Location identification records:

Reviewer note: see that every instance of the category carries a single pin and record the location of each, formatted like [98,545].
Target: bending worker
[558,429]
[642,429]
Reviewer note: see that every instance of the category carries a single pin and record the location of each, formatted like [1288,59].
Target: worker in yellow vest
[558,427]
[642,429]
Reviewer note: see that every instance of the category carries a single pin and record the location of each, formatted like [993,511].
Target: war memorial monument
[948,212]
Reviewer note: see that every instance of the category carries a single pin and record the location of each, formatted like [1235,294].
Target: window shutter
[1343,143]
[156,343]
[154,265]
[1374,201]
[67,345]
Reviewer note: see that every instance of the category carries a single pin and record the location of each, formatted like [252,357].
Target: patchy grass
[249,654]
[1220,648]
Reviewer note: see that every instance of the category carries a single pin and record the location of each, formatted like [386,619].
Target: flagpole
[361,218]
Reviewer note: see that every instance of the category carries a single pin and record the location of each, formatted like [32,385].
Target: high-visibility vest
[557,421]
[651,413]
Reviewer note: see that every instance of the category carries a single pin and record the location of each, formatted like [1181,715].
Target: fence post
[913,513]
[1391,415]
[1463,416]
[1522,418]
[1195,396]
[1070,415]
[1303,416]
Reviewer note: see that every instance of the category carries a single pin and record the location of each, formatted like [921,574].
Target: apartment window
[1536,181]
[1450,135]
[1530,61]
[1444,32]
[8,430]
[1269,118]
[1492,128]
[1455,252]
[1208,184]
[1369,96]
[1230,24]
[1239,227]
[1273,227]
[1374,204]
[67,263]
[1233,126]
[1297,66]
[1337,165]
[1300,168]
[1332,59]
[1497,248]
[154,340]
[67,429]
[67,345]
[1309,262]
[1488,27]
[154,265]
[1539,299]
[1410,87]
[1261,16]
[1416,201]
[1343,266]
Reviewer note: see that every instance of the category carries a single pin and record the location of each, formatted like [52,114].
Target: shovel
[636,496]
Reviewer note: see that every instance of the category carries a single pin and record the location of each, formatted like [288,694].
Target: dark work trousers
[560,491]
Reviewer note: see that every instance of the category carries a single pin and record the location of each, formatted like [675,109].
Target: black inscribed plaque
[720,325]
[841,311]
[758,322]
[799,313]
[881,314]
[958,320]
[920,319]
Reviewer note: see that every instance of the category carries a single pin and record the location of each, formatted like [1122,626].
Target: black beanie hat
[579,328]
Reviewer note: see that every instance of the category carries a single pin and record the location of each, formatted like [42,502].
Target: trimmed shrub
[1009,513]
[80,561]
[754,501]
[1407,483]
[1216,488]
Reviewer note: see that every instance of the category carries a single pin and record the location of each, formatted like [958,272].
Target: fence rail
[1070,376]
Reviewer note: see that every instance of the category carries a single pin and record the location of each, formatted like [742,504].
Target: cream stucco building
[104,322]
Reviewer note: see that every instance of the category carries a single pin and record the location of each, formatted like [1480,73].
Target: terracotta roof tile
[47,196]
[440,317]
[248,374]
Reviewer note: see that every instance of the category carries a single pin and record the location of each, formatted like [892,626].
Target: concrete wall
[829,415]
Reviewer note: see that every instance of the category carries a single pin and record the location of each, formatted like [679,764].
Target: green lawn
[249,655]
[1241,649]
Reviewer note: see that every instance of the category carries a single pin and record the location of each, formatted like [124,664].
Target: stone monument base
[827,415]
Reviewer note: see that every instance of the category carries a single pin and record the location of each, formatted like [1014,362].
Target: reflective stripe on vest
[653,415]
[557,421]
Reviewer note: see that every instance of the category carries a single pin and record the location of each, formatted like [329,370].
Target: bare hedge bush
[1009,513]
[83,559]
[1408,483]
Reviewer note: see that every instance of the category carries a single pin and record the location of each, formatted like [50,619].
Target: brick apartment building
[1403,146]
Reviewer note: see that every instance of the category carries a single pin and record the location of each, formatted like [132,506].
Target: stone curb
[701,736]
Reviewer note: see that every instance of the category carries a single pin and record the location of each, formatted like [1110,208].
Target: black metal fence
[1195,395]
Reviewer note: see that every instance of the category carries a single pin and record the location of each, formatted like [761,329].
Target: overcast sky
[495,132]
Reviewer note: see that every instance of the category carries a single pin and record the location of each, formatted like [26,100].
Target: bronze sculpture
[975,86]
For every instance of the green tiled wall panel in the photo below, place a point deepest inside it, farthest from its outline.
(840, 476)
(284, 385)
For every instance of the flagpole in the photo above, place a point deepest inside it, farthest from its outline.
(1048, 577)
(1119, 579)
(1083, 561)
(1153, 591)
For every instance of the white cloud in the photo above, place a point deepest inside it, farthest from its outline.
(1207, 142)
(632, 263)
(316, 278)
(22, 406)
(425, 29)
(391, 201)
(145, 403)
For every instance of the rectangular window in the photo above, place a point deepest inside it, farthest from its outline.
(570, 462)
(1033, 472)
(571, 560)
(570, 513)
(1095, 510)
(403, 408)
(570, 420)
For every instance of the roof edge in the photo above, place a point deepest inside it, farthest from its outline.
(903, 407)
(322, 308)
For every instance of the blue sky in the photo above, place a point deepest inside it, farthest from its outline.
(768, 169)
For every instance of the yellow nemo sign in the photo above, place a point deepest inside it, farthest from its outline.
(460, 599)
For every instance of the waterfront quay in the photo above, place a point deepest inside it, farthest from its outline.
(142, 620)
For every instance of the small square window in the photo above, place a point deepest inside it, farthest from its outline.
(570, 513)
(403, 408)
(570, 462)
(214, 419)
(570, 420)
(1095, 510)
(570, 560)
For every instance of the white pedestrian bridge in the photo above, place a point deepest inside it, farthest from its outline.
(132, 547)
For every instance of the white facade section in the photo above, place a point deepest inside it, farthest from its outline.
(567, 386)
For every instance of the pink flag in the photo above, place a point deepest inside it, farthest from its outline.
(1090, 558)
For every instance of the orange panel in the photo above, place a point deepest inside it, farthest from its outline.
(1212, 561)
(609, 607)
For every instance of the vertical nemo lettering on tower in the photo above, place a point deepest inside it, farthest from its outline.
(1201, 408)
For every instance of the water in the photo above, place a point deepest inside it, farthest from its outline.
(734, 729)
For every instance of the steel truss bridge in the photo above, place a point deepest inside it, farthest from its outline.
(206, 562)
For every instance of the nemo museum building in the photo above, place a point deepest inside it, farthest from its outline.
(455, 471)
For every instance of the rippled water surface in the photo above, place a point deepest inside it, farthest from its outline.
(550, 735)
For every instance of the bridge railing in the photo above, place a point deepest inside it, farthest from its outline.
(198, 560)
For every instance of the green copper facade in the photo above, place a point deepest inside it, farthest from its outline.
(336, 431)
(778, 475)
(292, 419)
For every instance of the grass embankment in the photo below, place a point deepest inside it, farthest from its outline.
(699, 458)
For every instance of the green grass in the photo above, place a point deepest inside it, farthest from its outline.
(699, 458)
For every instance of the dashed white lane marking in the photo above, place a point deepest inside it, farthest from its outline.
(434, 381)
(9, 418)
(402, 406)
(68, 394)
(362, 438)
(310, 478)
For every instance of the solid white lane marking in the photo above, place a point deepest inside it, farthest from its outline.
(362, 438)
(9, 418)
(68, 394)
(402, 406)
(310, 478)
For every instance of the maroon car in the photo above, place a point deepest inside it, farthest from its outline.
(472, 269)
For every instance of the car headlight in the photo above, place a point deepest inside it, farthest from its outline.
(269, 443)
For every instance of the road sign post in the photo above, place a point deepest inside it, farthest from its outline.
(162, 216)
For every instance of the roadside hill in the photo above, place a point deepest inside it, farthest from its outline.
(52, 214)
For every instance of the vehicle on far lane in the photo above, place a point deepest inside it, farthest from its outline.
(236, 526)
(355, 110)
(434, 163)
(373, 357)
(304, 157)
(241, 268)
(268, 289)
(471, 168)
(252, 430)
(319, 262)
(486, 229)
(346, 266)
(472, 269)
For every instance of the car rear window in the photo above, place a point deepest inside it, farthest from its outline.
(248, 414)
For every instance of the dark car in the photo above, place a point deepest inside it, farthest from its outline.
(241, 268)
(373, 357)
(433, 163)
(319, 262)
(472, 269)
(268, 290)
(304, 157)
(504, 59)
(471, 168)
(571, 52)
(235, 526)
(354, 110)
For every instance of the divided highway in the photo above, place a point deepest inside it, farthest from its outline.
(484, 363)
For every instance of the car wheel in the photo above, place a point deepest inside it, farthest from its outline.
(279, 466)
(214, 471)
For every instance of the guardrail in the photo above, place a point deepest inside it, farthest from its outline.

# Task
Give the material above as a two-column CSV with the columns "text" and "answer": one row for each text, paired with its full answer, each in a single quoted field with line breaks replaced by spaces. Begin at the line that contains "For every instance of the white pedestrian" and stop after the line that contains "(1201, 408)".

# Exercise response
text,answer
"For every instance of the white pedestrian bridge in the photo above, place a point deepest inside it, farthest from its outline.","(132, 547)"
"For every instance of the white facade section in the photo above, place a point deepest inside it, farthest from its outline.","(567, 386)"
"For every instance of the pink flag in the photo above, place a point deepest inside it, farthest from its outline.","(1090, 558)"
"For every instance of the orange panel in the photo above, place a point deepest inside it, farthest from its outline.","(1212, 561) (609, 607)"
"For every instance of the vertical nemo lettering on tower in the photo above, place a point deepest inside it, farthest from its outline.","(1201, 408)"